#### What is required:
In the post about orphaned files, how much unexpected data did the most recent archived example involve?

---------- Text shown

POC: Cleaning up orphaned files using undo logs

From: Thomas Munro <thomas(dot)munro(at)enterprisedb(dot)com>
To: Pg Hackers <pgsql-hackers(at)postgresql(dot)org>
Subject: POC: Cleaning up orphaned files using undo logs
Date: 2018-11-01 03:22:51
Message-ID: CAEepm=0ULqYgM2aFeOnrx6YrtBg3xUdxALoyCG+XpssKqmezug@mail.gmail.com
Views: Raw Message | Whole Thread | Download mbox | Resend email
Thread:
Lists: pgsql-hackers

Hello hackers,

The following sequence creates an orphaned file:

BEGIN;
CREATE TABLE t ();
<kill -9 this backend>

Occasionally there are reports of systems that have managed to produce
a lot of them, perhaps through ENOSPC-induced panics, OOM signals or
buggy/crashing extensions etc. The most recent example I found in the
archives involved 1.7TB of unexpected files and some careful cleanup
work.

Relation files are created eagerly, and rollback is handled by pushing
PendingRelDelete objects onto the pendingDeletes list, to be discarded
on commit or processed on abort. That's effectively a kind of
specialised undo log, but it's in memory only, so it's less persistent
than the effects it is supposed to undo.

--------------------
---------- Extracted entries

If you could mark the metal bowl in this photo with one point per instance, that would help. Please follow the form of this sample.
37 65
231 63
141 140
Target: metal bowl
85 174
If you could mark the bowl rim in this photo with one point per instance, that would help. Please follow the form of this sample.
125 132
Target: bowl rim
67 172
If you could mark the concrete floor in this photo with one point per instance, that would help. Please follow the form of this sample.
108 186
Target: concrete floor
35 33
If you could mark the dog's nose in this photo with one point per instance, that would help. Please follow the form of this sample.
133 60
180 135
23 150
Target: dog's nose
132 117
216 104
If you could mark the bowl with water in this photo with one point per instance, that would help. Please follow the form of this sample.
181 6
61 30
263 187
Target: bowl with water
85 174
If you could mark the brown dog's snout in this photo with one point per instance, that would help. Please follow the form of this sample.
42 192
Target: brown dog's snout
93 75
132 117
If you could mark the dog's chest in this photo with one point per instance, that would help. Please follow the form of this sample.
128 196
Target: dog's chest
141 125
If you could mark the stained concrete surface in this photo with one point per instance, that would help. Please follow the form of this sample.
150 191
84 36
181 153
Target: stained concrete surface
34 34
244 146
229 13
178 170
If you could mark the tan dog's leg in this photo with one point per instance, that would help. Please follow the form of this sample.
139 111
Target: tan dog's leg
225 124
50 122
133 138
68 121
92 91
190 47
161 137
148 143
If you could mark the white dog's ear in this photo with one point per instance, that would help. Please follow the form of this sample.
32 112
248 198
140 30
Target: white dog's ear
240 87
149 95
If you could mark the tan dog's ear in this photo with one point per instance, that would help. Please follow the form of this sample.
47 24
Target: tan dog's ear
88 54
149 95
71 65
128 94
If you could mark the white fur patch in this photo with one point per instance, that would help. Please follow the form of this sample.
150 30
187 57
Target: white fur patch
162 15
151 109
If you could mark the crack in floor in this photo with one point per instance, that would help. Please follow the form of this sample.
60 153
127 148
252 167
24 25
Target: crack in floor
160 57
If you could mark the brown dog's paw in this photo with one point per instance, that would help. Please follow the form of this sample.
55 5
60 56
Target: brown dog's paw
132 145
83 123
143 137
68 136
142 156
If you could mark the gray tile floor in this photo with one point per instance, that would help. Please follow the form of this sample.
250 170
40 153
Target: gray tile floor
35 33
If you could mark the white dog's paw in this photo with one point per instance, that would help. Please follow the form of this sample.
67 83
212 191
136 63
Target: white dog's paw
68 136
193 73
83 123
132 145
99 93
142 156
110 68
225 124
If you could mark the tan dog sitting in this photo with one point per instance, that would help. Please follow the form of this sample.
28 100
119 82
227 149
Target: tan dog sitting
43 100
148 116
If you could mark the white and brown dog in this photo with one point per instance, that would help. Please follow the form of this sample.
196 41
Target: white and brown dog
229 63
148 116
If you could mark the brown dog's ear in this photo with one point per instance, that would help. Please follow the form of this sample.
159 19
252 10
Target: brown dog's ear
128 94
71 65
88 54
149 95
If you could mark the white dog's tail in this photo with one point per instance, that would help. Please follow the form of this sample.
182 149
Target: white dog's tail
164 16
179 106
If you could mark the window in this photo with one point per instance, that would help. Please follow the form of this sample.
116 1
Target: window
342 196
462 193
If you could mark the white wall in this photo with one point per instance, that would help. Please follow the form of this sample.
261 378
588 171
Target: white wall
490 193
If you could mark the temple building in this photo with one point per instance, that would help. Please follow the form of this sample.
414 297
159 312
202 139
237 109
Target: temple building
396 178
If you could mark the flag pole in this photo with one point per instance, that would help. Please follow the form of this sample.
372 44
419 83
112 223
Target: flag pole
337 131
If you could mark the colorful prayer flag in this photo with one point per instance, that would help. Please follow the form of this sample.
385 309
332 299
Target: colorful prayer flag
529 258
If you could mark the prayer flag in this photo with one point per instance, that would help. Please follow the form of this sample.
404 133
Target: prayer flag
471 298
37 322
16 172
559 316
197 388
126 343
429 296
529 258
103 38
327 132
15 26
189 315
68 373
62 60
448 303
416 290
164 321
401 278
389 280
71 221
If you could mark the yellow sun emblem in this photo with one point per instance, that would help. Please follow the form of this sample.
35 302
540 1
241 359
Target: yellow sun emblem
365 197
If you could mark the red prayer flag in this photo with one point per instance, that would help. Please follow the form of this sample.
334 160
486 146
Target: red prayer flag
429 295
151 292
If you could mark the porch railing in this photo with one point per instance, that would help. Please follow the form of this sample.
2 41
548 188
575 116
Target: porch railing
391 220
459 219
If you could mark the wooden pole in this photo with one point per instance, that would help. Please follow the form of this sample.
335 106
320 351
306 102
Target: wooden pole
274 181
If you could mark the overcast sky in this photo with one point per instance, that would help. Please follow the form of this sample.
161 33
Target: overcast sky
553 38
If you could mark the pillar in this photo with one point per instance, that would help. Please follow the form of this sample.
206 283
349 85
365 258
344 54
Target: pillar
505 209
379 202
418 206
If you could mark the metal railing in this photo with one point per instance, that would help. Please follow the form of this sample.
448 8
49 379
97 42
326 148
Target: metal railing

--------------------
---------- Extracted entries

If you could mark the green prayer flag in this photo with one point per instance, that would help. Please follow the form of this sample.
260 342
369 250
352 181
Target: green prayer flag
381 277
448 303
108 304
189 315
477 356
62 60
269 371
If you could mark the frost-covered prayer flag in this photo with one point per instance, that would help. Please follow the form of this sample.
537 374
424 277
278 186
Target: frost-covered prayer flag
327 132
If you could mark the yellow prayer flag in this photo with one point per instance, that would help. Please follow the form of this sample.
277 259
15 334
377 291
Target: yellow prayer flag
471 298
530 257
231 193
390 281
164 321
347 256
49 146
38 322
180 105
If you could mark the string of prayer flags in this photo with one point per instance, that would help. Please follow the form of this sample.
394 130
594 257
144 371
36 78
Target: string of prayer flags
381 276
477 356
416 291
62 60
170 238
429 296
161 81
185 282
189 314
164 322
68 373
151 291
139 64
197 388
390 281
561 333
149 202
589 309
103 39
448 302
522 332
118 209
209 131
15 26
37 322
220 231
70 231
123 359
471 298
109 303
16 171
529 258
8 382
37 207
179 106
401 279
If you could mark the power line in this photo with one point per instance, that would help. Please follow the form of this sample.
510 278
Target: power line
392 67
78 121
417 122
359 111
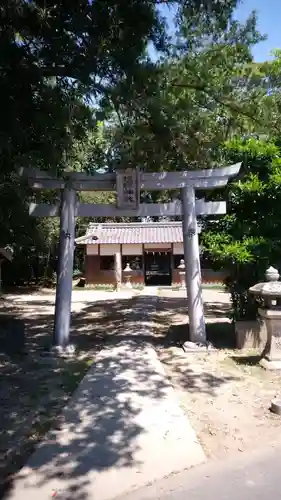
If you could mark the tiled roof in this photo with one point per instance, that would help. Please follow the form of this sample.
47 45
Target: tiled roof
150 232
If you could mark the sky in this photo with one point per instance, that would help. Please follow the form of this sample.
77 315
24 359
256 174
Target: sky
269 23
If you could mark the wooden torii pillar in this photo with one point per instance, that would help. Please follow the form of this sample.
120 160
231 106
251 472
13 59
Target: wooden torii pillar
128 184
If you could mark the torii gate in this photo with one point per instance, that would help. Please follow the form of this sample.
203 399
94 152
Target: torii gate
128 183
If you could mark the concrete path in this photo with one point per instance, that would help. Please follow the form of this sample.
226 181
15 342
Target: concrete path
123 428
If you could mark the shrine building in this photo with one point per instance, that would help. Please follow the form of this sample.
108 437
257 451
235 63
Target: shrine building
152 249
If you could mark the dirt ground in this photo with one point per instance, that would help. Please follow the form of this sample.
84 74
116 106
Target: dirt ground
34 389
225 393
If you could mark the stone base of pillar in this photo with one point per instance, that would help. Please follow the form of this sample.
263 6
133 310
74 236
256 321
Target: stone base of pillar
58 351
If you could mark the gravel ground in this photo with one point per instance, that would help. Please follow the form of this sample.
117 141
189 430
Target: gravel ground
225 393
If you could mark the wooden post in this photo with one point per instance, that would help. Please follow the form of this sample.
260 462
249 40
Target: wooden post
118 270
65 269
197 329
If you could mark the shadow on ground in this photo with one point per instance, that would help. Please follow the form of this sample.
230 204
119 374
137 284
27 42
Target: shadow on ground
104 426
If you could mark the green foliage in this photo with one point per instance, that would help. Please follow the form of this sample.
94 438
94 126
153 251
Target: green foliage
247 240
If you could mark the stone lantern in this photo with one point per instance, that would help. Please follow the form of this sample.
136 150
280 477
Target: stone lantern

--------------------
---------- Extracted entries

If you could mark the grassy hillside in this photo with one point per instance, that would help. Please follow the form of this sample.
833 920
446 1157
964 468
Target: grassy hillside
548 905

--------------------

#### Full solution:
1.7TB of unexpected files.